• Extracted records
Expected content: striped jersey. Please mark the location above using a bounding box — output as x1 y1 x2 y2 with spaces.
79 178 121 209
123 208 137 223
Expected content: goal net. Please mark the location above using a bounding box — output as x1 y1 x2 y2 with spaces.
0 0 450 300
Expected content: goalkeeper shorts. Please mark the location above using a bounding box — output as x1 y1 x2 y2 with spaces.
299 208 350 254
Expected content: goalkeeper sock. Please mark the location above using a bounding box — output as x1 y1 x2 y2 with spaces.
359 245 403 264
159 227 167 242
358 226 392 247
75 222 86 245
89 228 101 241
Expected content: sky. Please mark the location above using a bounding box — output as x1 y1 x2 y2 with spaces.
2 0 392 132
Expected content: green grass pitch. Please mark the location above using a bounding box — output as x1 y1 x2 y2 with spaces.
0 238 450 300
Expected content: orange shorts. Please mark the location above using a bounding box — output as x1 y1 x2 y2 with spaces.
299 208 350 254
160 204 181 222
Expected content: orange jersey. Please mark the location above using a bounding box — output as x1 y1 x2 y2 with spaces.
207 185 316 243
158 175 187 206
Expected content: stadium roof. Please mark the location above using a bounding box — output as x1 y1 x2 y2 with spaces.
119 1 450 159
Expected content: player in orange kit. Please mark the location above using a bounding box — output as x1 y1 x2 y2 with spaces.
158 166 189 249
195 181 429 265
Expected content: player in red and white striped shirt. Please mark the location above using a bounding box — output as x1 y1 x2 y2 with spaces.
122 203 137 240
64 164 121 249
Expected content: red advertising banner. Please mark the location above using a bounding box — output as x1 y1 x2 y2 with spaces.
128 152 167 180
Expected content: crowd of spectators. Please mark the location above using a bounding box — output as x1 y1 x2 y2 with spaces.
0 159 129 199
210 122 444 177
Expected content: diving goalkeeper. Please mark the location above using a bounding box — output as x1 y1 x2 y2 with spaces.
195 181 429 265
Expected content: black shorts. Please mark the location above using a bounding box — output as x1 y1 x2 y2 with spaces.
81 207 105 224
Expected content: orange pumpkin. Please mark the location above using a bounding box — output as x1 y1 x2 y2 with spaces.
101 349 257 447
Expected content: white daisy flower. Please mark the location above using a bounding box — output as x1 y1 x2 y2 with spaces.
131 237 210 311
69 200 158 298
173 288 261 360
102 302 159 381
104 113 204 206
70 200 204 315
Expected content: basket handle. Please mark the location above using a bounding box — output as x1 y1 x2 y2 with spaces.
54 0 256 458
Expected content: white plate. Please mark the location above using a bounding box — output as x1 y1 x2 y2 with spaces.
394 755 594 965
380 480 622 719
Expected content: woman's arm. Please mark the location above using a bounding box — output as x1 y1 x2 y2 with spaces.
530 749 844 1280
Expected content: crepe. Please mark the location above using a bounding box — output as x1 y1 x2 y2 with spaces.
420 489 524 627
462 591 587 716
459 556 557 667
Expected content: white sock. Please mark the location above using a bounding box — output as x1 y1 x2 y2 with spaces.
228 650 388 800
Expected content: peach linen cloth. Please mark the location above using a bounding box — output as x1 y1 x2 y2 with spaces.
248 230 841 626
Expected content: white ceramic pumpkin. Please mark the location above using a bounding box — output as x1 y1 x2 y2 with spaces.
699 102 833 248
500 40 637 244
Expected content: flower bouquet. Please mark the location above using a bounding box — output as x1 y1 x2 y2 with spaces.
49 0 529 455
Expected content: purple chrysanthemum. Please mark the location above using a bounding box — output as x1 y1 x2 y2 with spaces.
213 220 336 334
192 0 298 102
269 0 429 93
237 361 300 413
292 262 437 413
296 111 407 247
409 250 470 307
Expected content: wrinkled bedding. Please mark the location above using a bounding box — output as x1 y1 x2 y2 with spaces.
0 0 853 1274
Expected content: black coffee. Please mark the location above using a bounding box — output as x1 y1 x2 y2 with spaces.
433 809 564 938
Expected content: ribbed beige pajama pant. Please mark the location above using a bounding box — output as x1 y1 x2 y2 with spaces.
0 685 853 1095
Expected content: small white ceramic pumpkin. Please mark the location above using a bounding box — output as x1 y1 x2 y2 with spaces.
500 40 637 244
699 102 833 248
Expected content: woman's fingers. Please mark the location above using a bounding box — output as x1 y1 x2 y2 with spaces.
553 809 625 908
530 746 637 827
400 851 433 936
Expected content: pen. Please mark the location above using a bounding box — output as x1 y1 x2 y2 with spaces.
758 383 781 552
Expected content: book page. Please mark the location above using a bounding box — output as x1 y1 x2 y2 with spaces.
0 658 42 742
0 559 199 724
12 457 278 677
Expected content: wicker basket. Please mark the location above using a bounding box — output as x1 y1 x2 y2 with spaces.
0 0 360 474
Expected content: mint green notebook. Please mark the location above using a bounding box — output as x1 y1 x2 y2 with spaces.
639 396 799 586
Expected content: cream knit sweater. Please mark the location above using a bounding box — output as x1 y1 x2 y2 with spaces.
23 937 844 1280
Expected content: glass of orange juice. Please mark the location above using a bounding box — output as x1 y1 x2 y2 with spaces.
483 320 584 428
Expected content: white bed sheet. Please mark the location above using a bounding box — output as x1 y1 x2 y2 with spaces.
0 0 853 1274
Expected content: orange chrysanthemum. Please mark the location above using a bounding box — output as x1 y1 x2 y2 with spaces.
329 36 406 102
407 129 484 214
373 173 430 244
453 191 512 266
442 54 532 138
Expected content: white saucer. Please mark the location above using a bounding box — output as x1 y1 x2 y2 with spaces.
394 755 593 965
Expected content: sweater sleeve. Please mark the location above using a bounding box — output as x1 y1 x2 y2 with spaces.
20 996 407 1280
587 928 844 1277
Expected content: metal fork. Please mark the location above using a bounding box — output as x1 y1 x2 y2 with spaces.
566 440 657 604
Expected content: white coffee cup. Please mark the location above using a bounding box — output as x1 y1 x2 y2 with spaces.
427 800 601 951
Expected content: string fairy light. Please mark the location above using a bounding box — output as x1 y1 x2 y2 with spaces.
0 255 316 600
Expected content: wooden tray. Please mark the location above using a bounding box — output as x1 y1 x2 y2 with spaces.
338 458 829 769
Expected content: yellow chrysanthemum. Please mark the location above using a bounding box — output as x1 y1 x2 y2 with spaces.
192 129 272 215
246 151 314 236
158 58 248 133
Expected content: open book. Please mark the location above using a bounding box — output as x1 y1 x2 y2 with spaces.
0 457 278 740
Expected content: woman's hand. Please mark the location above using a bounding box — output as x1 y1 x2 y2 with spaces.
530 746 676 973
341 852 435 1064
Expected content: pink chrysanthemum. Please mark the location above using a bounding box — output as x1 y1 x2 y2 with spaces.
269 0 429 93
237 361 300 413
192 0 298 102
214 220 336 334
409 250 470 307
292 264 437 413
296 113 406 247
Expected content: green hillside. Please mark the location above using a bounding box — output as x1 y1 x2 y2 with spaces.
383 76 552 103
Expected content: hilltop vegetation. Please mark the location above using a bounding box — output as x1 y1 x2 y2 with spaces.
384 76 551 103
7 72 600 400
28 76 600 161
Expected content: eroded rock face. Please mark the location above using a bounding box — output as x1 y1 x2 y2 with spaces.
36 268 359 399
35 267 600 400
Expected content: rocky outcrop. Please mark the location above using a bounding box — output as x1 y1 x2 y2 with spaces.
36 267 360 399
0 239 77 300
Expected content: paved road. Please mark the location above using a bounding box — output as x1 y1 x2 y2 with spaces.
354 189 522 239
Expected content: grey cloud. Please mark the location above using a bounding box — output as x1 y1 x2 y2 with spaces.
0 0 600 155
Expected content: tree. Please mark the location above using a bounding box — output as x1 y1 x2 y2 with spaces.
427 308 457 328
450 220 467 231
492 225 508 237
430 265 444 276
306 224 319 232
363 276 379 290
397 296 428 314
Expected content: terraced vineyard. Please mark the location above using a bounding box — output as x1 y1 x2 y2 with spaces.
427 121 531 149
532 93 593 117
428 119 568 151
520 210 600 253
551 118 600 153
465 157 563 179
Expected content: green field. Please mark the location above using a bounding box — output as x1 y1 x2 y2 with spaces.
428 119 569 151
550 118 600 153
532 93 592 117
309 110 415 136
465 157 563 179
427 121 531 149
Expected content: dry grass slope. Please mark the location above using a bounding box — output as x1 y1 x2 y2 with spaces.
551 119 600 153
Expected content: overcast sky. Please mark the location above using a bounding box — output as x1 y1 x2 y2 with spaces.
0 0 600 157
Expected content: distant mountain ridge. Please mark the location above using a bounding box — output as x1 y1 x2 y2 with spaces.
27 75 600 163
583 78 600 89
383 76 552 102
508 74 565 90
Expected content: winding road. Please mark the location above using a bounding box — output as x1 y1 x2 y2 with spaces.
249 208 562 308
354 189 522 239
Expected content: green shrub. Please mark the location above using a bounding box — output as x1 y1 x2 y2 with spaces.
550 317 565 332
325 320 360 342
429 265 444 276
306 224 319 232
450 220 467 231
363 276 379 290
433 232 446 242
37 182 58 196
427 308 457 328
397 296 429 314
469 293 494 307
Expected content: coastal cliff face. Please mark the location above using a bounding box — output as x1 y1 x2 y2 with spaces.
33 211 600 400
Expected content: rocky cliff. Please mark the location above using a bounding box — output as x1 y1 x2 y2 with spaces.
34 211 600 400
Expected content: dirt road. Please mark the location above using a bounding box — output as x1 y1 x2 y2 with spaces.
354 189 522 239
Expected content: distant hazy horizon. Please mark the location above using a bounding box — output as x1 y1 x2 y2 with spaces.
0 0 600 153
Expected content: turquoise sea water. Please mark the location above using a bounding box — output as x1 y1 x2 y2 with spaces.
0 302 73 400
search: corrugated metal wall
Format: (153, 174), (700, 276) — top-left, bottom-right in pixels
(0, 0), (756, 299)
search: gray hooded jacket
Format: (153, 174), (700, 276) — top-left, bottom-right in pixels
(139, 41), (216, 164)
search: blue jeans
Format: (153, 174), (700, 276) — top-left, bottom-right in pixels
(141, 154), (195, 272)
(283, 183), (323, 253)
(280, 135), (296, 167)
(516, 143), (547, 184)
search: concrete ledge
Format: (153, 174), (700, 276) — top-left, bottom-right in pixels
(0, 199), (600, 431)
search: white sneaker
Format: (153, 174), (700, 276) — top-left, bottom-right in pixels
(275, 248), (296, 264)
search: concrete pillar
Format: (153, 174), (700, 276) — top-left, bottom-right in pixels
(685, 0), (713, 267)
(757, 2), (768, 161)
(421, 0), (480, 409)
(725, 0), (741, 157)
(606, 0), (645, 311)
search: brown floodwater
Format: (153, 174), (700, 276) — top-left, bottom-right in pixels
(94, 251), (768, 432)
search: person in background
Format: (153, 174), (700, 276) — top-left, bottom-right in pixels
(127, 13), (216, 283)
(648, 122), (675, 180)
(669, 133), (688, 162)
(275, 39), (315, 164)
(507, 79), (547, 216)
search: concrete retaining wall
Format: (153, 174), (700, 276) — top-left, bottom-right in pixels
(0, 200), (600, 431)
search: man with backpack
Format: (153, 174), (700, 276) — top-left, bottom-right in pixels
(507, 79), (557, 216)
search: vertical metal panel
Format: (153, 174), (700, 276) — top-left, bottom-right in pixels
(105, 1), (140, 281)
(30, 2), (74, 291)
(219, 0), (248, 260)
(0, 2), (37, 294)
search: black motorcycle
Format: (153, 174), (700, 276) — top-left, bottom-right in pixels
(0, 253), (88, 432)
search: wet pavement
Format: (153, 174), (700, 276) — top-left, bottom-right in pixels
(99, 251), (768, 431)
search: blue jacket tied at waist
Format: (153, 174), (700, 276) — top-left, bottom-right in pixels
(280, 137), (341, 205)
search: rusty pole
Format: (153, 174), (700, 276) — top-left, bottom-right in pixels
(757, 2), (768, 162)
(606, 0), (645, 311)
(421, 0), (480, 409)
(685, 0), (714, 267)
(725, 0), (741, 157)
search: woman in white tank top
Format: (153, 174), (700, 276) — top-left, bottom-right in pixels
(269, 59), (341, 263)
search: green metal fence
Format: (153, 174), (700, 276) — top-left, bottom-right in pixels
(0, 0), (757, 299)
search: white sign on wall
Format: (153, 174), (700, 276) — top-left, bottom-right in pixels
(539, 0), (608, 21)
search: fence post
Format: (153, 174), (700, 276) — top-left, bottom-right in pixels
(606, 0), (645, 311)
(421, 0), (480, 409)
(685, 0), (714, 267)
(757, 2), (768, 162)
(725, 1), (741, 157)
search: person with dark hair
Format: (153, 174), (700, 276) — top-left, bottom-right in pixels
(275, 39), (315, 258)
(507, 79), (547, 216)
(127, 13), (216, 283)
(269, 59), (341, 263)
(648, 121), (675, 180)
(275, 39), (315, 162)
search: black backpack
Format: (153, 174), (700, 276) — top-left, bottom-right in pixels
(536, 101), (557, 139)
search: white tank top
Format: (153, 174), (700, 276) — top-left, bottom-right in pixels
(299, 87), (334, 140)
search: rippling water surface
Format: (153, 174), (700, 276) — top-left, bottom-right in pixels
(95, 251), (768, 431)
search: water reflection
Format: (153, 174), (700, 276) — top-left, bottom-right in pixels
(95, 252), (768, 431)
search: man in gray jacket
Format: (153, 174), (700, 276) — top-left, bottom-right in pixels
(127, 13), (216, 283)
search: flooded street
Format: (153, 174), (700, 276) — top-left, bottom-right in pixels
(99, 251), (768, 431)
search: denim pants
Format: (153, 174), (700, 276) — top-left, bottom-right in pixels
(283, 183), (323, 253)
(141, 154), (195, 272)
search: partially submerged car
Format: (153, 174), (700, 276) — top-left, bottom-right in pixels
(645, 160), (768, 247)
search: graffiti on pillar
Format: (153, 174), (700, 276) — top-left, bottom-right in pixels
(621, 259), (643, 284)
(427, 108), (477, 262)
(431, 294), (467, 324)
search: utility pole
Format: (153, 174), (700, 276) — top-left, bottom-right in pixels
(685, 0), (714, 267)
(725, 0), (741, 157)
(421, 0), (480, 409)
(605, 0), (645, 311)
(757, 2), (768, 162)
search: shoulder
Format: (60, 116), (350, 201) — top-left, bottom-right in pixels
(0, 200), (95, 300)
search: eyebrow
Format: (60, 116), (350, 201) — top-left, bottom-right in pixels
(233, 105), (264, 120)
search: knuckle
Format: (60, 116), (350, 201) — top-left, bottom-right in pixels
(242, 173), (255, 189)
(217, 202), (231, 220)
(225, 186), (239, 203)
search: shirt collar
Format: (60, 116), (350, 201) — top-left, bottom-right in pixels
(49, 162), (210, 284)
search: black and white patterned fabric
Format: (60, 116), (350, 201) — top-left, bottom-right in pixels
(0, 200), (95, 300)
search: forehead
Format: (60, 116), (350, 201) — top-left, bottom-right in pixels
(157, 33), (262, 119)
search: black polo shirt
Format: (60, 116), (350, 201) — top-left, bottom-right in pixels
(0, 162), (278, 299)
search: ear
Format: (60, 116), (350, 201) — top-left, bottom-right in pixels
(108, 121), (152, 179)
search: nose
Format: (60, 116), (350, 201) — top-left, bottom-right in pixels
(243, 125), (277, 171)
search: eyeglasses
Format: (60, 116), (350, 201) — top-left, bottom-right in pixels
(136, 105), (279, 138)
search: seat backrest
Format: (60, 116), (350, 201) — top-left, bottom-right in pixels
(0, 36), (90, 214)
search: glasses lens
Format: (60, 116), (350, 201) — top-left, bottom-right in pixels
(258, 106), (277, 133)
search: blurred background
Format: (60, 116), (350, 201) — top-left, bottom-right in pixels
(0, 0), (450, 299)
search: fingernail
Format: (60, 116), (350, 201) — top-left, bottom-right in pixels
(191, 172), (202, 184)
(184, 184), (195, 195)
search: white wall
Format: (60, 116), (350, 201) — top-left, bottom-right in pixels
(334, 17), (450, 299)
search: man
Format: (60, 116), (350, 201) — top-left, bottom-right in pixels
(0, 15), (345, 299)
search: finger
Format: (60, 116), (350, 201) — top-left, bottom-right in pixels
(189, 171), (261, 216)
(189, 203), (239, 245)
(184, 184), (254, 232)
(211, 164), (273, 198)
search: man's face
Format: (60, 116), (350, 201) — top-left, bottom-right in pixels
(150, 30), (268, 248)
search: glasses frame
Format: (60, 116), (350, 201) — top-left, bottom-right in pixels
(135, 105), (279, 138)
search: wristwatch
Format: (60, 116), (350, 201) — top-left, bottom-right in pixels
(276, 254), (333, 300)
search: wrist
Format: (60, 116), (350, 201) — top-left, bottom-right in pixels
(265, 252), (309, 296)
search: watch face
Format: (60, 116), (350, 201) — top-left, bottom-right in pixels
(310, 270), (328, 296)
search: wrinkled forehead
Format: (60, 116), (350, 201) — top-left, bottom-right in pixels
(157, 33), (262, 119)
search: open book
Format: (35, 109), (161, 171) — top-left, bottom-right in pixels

• Job
Repeat the lines of the listing above, from the line with "search: blue jeans" to the line with "(0, 199), (600, 431)", both included.

• Output
search: blue jeans
Format: (153, 174), (700, 276) — top-left, bottom-right in pixels
(141, 154), (195, 272)
(283, 183), (323, 253)
(280, 135), (296, 167)
(516, 143), (547, 184)
search: concrete ledge
Format: (153, 174), (700, 276) — top-left, bottom-right in pixels
(0, 199), (600, 431)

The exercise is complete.